▶ **Exercise description**:
Render the listing below as a Markdown table with the columns "Row" and "Line": number each line in order, skip any blank lines, and leave out the pictures.

★ ★ ★

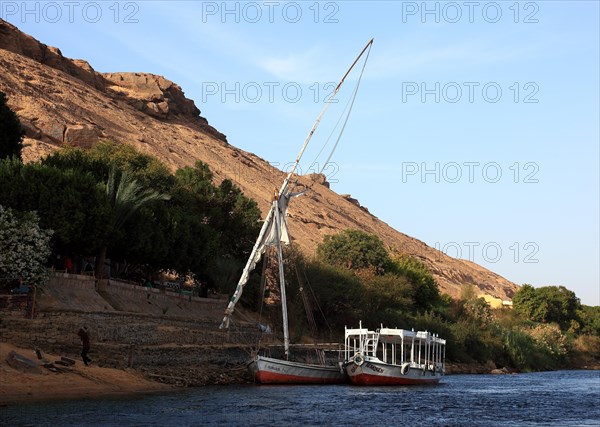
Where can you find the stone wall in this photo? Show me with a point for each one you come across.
(183, 346)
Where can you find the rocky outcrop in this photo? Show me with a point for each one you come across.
(13, 40)
(63, 101)
(153, 95)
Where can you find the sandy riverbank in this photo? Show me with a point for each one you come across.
(75, 382)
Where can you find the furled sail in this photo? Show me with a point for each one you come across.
(275, 230)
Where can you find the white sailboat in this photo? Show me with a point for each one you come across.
(274, 232)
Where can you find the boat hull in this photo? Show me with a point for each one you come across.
(267, 370)
(375, 373)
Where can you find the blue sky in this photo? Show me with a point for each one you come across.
(475, 129)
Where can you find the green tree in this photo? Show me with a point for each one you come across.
(590, 319)
(11, 132)
(355, 250)
(69, 202)
(547, 304)
(125, 196)
(24, 247)
(426, 293)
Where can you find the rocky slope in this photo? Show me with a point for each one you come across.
(64, 101)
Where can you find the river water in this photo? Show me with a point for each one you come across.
(562, 398)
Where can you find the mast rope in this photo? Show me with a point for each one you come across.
(348, 108)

★ ★ ★

▶ **Exercise response**:
| Row | Line |
|---|---|
| 1 | Where can you find the stone wall in this photo? Show me with a point for each one you come across. |
| 2 | (183, 346) |
| 3 | Where can you find the rocky outcrop in this photo? Show me with a point for each one you come across. |
| 4 | (13, 40) |
| 5 | (63, 101) |
| 6 | (153, 95) |
| 7 | Where can you find the sandy riverbank in this photo? Show me with a point for each one you come across. |
| 8 | (75, 382) |
| 9 | Where can you find the furled sail in this photo? Show me with a point for each one you come across. |
| 10 | (275, 230) |
| 11 | Where can you find the white sailboat in this photo? Show me with a point for each one you come across. |
| 12 | (274, 232) |
| 13 | Where can you find the boat hull in this photo? Show me with a point for each one you come across. |
| 14 | (267, 370) |
| 15 | (375, 373) |
| 16 | Where can you find the blue sky in this photo? Show me with a point for each one you come across. |
| 17 | (475, 129) |
| 18 | Where can you find the green tree in this photo? Show me with a point for each one you come across. |
| 19 | (590, 319) |
| 20 | (11, 132) |
| 21 | (355, 250) |
| 22 | (69, 202) |
| 23 | (547, 304) |
| 24 | (125, 196) |
| 25 | (24, 247) |
| 26 | (426, 293) |
| 27 | Where can you find the rocky slope in this photo? Show me with a point for each one you come across. |
| 28 | (64, 101) |
| 29 | Where can you find the river water in this photo? Show me with a point for each one you come across. |
| 30 | (562, 398) |
| 31 | Where can you find the mast rope in this photo? Show me with a point for each one you come across. |
| 32 | (348, 108) |